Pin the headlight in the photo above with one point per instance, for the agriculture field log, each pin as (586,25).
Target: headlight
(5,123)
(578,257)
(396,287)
******
WHAT THE TASK REQUIRES
Copy out each record, keeping every word as it is.

RESULT OF THE EXERCISE
Pin the headlight in the photo above with one point per instance, for the agriculture field log, each pin as (586,25).
Target: headlight
(5,123)
(578,257)
(396,287)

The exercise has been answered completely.